Passage provided —
There are many tangible examples from my own career experience to illustrate that public-private sector partnerships can yield positive outcomes for people and places.
The Scottish New Towns ‘New Town Model’ created new communities from greenfield sites, as overspill from cities such as Glasgow, focusing on stimulating industry and manufacturing, to provide employment for the families moving into the new housing being built at pace. The SNT’s were supported by successive governments with the private sector benefiting from social cohesion, skilled workforce and opportunity brought about by the public sector corporation boards and local authorities working together. Eventually the SNT’s oversaw their own dissolution and divestment of their assets, and the skills of those extraordinary teams dispersed.
The first public-private sector partnerships were also game changes. People forget that the private sector took risks engaging in partnerships in which they frequently provided cost savings and increased capability upfront - reducing risk to the public sector partners, and providing a “high quality technology, highly skilled people” model where there was no previous blueprint but which informed successive target operating models thereafter.
The joint ventures also committed to bringing more jobs to cities such as Liverpool, having created a technology and skills platform on which services to other organisations could be provided. One of a whole array of continuous and well documented improvements included the identification of an additional 20 million of benefit entitlement into the community, created from improve citizen focus and insight, and a reimagining of revenues and benefits processes. Barnet LBC which has been an early herald of the ‘graph of doom‘ have just announced the positive achievements of their partnership with a private sector partner.
Advising into private sector bid teams I have been impressed by the innovation and flexibility of highly skilled technical and finance teams to create new service solutions, and to make an investment into the extensive research and development which goes into making ideas real.
Some recurring themes in each of these hybrid models of working would include; alignment behind a common purpose (perhaps using different language for different stakeholders); a single door or platform providing access to a multiplicity of service providers; a forensic customer focus; a strong sense of a locality; and understanding of how funding flows through the interconnected functions of local government; a confident public sector ambitious for its place; a resilient private sector investing in emergent technologies; and a commitment by both to working together through challenges over the longer term. There is also a pragmatism about start-up and dissolution as new models of working are identified.
My conclusion is an observation that the greatest leaders of place – and we can all be leaders whatever our public service role – have always harnessed the private sector capability with dedicated public service, to achieve growth and cohesion. The greatest innovations come from collaboration and vision.
Perhaps it’s time for a different debate? What is our best vision for the future and how do we harness all contributions to achieve it?
Jane Eckford is a public servant and leadership mentor.

Dataset extract —
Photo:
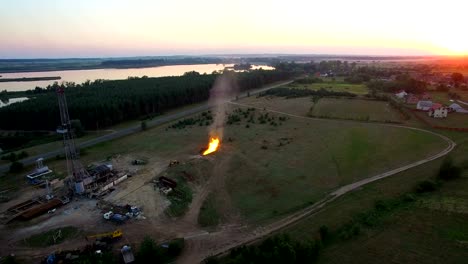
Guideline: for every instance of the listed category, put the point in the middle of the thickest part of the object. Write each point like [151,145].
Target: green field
[458,120]
[433,229]
[336,86]
[355,109]
[443,97]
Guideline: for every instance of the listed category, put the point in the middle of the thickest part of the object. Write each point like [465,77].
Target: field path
[135,128]
[219,243]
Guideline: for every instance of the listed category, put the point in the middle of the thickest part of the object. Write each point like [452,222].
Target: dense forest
[101,103]
[26,65]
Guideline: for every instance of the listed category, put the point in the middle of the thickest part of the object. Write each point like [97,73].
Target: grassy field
[296,106]
[47,238]
[337,86]
[355,109]
[319,157]
[453,120]
[443,97]
[432,230]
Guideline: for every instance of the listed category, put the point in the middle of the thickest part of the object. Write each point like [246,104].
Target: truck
[117,218]
[127,254]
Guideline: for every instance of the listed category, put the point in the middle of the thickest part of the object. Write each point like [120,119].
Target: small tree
[448,170]
[457,78]
[77,127]
[144,126]
[16,166]
[148,250]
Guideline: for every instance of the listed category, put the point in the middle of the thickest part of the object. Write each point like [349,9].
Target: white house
[424,105]
[457,108]
[438,111]
[401,94]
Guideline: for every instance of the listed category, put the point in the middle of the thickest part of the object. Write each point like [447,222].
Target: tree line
[100,104]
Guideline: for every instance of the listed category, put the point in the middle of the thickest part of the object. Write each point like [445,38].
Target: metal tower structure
[76,171]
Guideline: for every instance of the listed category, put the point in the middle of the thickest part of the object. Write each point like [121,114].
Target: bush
[324,233]
[426,186]
[22,155]
[144,126]
[16,167]
[448,170]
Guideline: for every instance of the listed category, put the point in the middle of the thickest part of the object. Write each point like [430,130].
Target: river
[80,76]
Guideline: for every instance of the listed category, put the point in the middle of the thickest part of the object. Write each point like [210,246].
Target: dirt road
[134,129]
[212,244]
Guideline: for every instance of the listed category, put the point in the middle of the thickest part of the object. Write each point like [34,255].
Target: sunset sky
[102,28]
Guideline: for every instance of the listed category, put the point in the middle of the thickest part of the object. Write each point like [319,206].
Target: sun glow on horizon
[128,28]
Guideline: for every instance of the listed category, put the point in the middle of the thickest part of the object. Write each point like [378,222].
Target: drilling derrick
[77,173]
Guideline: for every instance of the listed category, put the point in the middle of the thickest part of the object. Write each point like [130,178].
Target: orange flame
[212,147]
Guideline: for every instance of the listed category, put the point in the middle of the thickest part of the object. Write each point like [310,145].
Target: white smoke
[225,88]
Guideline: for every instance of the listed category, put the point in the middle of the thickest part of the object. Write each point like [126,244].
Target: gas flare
[212,146]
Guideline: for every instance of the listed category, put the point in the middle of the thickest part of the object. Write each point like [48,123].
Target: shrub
[448,170]
[16,167]
[144,126]
[426,186]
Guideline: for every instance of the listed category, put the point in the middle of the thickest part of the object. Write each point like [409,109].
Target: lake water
[80,76]
[12,101]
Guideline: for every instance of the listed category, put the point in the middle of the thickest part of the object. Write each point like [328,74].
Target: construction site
[99,198]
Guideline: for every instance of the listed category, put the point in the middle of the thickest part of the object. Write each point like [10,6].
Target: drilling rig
[78,175]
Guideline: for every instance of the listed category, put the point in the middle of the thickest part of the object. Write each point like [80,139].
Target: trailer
[117,218]
[127,254]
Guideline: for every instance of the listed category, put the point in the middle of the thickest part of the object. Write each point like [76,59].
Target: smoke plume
[225,88]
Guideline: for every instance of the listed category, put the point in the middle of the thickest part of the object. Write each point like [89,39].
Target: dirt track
[212,244]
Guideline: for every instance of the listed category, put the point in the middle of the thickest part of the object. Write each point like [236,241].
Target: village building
[438,111]
[457,108]
[401,94]
[426,96]
[424,105]
[412,99]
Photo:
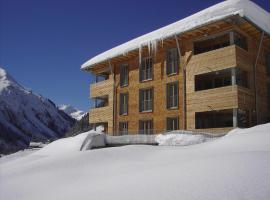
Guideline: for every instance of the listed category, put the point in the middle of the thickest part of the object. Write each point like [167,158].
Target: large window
[172,61]
[146,100]
[172,95]
[221,78]
[219,41]
[123,104]
[123,128]
[214,119]
[172,123]
[146,127]
[146,69]
[123,75]
[101,101]
[213,80]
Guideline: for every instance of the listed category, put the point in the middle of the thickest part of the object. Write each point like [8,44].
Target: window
[123,75]
[240,40]
[123,128]
[172,123]
[146,127]
[123,104]
[242,78]
[219,41]
[214,79]
[172,95]
[242,118]
[268,64]
[146,69]
[268,96]
[101,77]
[101,101]
[146,100]
[221,78]
[214,119]
[172,61]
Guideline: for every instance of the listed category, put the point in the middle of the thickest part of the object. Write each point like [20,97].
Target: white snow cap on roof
[244,8]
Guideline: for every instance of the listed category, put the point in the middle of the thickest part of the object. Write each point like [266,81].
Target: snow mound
[244,8]
[179,139]
[72,144]
[232,167]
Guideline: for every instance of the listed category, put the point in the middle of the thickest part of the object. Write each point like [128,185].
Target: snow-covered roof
[243,8]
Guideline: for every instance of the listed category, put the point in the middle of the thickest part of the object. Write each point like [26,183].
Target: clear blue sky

Problem 1 —
Copy out the stretch from "There are many" through "people and places." in the essay on public-private partnerships.
Problem 2 —
In the essay on public-private partnerships, what did the Scottish New Towns focus on stimulating?

Exercise response 1 —
There are many tangible examples from my own career experience to illustrate that public-private sector partnerships can yield positive outcomes for people and places.

Exercise response 2 —
Industry and manufacturing.